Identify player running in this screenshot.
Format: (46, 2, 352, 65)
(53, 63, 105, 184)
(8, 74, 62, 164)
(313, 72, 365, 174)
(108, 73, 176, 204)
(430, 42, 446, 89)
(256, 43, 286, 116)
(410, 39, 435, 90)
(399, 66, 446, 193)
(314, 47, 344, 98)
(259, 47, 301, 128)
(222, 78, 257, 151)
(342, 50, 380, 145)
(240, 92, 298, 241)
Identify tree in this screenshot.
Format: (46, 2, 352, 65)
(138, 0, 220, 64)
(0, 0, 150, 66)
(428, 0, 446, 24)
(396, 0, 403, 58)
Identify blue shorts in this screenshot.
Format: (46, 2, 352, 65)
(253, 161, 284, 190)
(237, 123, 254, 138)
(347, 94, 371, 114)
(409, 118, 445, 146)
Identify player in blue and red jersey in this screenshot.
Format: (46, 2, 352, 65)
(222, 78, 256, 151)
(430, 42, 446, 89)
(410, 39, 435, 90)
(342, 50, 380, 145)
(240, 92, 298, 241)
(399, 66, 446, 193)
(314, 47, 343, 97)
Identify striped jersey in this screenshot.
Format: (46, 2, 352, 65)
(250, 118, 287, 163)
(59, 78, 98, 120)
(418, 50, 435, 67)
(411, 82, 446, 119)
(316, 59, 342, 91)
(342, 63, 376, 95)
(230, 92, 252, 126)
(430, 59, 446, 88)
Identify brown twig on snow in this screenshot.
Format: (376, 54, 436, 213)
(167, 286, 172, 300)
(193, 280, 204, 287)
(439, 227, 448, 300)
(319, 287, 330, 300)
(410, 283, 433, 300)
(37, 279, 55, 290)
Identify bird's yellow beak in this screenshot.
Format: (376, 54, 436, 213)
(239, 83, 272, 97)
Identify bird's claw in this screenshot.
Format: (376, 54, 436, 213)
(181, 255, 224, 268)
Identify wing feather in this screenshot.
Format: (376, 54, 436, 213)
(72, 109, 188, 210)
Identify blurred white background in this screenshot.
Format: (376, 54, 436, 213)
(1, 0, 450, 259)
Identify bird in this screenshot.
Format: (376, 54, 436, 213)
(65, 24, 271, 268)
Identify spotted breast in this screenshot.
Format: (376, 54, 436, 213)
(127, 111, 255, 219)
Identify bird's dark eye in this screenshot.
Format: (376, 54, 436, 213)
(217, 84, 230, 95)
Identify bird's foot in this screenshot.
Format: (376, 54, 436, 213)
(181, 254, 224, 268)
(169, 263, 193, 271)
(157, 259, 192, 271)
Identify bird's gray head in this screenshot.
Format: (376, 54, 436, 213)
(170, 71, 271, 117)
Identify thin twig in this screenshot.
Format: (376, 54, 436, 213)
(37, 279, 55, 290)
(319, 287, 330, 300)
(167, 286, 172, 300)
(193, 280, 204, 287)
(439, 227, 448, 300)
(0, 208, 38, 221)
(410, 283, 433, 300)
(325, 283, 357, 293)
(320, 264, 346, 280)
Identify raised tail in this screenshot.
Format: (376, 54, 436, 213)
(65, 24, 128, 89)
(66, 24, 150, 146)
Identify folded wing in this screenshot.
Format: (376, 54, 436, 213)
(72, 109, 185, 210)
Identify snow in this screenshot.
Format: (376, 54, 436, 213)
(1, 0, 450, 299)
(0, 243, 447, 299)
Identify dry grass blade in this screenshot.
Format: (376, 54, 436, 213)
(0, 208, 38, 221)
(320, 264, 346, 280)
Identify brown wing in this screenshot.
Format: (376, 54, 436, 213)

◇ ◇ ◇ ◇ ◇

Task details: Pick out every line of the listing containing the word "wing", and show those lines.

Response area:
Identify wing feather in this screenshot.
Identify folded wing in this screenshot.
Identify brown wing in this screenshot.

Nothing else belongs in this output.